■ WRITTEN EXERCISE ■
Please repeat the entries word for word, starting at the line with "ski tail, shaped like this sample" and continuing through the final line of the entries, with both ends included.
-- begin --
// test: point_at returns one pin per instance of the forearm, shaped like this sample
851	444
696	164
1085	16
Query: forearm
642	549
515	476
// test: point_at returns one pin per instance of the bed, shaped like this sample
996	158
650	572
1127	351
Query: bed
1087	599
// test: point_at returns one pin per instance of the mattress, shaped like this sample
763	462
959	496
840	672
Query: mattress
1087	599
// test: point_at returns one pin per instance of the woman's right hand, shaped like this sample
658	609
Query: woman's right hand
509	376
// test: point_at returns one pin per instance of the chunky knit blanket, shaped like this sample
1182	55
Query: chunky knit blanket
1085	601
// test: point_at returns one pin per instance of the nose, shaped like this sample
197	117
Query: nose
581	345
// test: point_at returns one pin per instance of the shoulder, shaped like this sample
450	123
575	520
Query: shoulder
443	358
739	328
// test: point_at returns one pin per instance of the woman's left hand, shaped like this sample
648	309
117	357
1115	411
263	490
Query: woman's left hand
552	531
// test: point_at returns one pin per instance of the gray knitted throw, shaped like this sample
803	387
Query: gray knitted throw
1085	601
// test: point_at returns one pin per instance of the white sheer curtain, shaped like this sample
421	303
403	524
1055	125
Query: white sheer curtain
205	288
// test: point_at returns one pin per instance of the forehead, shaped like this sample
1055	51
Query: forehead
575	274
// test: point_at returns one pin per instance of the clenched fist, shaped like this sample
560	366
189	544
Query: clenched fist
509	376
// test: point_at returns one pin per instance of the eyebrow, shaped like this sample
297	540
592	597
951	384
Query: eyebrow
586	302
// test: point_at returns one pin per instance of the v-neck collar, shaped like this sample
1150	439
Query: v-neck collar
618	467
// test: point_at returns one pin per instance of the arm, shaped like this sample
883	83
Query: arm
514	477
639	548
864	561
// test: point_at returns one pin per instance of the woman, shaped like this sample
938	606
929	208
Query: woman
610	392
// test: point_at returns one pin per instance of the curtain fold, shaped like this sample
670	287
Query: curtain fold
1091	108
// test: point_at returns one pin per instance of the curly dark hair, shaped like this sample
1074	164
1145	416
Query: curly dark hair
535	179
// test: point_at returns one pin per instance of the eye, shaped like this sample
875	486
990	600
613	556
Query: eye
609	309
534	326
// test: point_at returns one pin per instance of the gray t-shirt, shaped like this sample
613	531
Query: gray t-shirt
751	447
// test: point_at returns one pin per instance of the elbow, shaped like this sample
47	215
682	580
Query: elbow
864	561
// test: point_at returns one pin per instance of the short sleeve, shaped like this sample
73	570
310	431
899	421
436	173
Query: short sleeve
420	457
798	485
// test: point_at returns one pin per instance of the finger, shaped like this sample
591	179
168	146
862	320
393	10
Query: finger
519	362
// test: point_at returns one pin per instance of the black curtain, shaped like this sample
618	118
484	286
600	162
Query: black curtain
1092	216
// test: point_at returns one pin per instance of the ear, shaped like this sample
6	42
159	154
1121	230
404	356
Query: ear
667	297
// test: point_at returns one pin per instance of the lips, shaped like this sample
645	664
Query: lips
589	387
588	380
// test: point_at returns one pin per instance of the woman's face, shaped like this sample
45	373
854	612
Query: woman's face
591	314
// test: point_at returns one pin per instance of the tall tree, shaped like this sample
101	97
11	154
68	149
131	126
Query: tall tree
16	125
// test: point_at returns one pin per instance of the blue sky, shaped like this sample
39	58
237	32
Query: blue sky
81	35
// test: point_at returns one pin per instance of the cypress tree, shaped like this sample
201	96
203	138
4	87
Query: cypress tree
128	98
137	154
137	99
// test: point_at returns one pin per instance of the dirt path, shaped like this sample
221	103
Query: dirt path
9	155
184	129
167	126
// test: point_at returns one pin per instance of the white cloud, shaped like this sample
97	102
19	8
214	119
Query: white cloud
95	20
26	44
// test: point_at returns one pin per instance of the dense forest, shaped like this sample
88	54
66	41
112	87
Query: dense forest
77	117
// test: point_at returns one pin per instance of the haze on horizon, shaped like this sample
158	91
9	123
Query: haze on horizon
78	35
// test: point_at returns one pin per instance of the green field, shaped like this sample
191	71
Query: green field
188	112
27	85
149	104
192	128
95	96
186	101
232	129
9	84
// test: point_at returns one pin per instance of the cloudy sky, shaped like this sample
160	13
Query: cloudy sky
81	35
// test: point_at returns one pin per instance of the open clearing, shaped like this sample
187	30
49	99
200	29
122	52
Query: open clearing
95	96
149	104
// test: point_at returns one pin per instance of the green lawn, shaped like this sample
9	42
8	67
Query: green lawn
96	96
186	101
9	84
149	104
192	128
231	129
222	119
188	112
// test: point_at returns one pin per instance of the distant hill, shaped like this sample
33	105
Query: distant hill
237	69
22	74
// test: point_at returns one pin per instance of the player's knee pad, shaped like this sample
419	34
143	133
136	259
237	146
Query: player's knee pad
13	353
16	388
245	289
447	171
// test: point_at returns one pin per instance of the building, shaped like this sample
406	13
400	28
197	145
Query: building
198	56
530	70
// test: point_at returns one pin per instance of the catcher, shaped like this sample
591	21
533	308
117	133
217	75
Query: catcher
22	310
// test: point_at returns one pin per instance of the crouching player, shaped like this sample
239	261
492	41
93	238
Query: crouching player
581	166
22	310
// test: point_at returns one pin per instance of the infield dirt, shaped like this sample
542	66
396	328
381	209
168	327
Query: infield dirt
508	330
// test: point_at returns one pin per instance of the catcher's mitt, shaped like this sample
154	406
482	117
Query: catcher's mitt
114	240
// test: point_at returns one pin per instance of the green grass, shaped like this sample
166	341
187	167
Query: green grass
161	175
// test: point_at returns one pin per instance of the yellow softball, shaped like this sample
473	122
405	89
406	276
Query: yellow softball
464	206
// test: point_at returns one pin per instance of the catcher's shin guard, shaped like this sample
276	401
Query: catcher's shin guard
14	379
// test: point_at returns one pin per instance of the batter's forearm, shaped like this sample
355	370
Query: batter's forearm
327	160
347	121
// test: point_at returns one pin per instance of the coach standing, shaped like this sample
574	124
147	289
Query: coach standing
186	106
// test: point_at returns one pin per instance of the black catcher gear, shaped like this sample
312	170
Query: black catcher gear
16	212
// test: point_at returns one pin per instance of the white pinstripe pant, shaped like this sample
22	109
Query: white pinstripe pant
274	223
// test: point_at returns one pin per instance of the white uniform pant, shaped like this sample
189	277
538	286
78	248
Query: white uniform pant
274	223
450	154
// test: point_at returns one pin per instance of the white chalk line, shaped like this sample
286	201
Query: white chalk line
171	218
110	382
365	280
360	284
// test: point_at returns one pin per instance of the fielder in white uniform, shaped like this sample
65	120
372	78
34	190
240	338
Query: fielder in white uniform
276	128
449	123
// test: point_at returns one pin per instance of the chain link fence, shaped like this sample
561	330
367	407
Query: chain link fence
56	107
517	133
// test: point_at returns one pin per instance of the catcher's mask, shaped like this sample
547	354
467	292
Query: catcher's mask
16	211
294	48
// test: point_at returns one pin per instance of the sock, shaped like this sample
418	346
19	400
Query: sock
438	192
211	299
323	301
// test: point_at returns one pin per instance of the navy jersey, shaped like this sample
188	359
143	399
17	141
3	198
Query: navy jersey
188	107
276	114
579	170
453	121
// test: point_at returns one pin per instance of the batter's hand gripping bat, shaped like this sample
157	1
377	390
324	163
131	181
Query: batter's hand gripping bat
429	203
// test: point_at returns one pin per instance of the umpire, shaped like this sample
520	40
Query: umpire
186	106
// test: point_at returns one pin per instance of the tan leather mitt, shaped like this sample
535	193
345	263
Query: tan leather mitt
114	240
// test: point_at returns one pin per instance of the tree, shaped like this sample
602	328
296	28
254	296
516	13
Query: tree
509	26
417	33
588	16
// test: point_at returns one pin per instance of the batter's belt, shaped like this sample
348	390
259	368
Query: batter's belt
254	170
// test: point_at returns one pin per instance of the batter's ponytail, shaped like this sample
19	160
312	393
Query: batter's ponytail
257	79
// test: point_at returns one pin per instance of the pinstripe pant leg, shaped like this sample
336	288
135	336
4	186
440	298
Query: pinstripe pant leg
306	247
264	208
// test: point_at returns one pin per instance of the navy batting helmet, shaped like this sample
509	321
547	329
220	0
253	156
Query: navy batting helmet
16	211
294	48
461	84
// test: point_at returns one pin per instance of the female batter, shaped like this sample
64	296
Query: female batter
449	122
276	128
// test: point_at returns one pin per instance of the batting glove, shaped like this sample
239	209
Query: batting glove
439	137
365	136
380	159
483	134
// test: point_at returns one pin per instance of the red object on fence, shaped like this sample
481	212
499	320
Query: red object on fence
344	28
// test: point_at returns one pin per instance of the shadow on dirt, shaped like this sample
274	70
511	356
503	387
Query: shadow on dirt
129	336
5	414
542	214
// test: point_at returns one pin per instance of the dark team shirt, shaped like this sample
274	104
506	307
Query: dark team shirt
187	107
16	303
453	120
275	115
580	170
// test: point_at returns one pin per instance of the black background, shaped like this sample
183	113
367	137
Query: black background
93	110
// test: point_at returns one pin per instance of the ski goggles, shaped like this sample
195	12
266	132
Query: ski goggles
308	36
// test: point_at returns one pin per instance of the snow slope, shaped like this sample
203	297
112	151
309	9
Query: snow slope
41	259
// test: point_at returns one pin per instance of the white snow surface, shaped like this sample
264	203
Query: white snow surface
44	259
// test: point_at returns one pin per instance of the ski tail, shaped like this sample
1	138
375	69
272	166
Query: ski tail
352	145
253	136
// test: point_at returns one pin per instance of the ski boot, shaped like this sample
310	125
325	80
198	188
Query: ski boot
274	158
-- end --
■ CORRECT RESULT ■
// test: point_at returns one pin per instance of the ski tail, shaped like this sample
1	138
375	69
272	166
Query: ski tail
352	145
253	136
// test: point_at returns one pin per instance of the ski boot, shaped like this sample
310	125
325	80
198	188
Query: ski boot
274	158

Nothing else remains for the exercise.